**Task:**
Copy, from the entries below, each line in which the string "shelf" appears.

::::

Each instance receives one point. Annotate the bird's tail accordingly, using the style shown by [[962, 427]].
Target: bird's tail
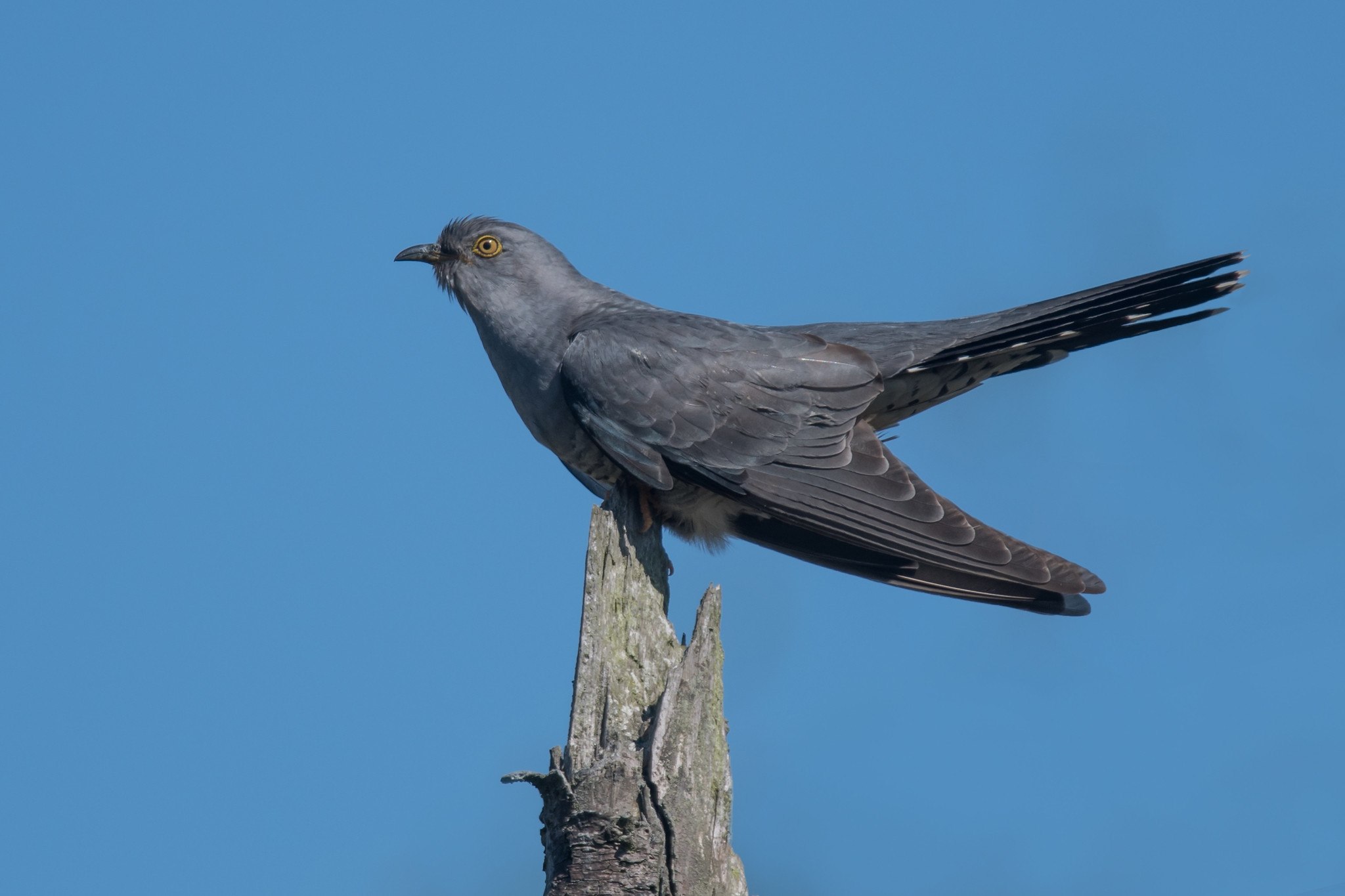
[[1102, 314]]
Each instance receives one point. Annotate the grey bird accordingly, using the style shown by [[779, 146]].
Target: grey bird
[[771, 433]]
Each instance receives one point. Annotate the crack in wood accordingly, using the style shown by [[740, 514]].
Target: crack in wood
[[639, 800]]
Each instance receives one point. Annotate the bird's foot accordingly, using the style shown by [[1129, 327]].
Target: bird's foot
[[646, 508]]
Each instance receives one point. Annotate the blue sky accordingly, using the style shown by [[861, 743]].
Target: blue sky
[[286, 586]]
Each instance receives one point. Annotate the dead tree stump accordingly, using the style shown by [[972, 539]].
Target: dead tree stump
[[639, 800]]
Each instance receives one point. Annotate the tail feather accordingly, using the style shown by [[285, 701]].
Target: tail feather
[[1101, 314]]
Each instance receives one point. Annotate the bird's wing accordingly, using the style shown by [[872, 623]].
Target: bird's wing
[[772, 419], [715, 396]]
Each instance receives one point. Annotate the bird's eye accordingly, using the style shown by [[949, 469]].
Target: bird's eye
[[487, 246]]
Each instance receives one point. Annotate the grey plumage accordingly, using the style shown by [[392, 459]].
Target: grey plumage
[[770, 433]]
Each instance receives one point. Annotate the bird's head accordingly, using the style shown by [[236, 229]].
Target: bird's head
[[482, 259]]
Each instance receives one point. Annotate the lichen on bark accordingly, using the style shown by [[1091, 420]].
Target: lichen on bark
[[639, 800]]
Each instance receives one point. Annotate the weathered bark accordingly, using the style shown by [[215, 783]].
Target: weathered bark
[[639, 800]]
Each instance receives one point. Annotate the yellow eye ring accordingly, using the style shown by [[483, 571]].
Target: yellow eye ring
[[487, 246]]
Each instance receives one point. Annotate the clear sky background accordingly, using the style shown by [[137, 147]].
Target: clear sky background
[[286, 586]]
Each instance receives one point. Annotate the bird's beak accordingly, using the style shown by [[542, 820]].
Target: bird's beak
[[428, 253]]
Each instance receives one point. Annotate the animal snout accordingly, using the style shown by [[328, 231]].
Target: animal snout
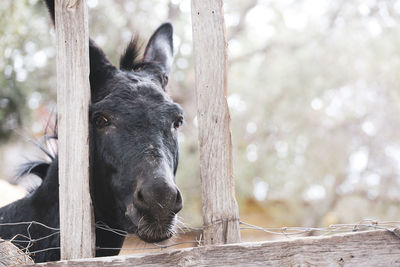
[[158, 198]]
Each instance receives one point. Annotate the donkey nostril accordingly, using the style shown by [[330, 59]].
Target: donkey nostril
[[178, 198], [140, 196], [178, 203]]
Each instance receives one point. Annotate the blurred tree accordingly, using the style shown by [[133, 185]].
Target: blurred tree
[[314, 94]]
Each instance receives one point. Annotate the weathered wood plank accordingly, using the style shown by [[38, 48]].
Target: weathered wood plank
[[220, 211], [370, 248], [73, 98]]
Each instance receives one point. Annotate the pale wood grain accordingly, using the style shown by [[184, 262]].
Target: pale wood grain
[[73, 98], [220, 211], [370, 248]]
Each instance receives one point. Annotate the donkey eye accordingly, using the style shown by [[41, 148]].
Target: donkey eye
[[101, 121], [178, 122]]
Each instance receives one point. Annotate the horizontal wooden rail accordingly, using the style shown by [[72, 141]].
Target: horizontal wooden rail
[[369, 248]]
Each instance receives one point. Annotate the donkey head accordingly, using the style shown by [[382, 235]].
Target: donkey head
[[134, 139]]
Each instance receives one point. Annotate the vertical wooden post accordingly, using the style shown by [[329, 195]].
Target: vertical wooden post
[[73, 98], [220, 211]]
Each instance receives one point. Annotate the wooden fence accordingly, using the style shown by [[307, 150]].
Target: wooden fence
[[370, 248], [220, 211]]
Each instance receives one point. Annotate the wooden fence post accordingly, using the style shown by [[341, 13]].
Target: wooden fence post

::::

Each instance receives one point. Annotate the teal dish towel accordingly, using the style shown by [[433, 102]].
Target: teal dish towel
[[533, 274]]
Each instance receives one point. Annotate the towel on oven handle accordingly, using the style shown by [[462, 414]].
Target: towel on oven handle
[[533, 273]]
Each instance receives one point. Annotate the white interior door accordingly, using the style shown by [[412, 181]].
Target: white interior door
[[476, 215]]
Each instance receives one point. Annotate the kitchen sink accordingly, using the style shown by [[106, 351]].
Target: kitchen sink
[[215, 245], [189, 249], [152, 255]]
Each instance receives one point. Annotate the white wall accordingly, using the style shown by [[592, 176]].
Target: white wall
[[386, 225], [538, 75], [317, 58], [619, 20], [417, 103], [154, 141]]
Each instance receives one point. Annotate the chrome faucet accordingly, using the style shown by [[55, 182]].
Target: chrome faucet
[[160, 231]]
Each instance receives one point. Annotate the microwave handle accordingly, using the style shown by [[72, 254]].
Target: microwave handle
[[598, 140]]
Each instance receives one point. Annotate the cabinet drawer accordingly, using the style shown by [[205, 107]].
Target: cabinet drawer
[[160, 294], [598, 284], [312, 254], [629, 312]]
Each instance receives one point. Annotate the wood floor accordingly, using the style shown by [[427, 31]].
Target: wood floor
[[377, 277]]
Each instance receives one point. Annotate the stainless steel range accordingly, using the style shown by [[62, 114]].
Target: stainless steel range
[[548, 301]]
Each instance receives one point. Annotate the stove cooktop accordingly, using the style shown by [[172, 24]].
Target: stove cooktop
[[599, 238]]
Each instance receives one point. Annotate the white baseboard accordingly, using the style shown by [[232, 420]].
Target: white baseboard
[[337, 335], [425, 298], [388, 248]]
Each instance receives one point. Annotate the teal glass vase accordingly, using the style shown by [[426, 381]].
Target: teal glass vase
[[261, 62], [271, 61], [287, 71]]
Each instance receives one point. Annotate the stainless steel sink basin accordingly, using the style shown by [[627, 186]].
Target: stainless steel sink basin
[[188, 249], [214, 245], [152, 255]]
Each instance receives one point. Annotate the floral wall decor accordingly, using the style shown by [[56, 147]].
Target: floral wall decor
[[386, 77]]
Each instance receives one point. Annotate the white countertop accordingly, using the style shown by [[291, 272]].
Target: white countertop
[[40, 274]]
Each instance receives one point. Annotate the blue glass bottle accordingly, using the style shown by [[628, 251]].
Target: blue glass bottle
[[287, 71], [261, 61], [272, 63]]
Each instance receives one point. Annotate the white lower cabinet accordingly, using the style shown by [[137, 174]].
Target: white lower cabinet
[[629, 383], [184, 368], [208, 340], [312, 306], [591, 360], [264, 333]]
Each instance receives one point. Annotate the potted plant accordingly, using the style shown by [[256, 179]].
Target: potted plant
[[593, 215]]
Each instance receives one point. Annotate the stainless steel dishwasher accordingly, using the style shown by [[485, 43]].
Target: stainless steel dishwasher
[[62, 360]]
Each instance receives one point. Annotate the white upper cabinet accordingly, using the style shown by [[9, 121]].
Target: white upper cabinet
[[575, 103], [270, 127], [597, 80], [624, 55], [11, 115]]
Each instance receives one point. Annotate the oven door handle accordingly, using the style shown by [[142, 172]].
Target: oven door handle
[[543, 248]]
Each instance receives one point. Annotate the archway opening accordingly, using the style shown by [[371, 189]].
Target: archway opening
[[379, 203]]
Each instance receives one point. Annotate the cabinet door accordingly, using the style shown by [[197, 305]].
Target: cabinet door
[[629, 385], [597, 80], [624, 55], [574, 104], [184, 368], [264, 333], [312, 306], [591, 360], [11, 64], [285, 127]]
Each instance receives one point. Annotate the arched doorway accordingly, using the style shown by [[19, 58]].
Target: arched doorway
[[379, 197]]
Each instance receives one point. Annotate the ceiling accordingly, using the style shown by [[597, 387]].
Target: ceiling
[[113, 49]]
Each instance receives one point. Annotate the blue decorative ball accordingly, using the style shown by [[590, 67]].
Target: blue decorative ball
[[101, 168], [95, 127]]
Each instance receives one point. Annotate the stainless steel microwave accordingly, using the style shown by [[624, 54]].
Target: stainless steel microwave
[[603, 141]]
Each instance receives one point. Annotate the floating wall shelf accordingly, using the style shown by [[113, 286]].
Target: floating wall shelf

::::

**Task answer:**
Each instance receives one point. Annotate the floating wall shelf accordingly, using the style shown by [[113, 286]].
Target: floating wall shelf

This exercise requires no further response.